Please give, exactly as they appear below, the line with "Our client would like the bounding box for the stone" and every line after it through the final one, and nothing else.

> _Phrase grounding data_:
--- START ---
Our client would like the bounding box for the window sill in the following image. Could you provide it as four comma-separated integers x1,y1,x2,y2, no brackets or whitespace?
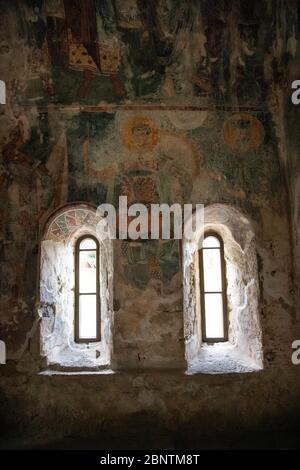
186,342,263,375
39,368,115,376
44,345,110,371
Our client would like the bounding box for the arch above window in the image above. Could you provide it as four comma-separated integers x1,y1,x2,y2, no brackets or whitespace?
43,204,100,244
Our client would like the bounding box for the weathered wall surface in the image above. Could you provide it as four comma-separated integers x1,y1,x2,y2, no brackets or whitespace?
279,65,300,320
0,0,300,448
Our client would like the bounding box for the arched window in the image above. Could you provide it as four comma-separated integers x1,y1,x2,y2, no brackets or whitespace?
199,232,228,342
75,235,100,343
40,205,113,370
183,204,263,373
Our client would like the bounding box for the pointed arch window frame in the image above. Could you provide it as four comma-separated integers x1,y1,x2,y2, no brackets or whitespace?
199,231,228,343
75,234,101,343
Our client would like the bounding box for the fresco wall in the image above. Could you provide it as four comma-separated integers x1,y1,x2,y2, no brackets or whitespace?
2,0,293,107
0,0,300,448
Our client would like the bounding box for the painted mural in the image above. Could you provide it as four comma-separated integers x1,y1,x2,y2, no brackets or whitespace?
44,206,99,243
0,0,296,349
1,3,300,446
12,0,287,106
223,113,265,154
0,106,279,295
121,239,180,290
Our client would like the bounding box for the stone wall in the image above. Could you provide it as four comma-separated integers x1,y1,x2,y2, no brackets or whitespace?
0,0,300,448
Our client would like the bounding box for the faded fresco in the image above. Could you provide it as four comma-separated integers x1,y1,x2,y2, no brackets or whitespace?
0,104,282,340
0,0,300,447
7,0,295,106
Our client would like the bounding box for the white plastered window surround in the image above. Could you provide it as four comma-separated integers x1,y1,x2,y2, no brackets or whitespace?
--- END ---
> _Output for this task_:
Our client would like the bounding box for the stone wall in the image above. Could you provide it as four comma-separated integers x1,y1,x2,y2, no brackets or whitespace?
0,0,300,448
Our client would like the bounding box for the faded fresco in the image above. Could you provide it as four comma-separated integers x1,y1,x2,y2, no brackets or whitespace?
0,104,282,340
0,0,300,447
7,0,295,106
Our client would like the bounding box for the white plastered window surround in the image above. Could you provide it as four comma-separated integers x1,y1,x2,y2, no brackets or whitespace?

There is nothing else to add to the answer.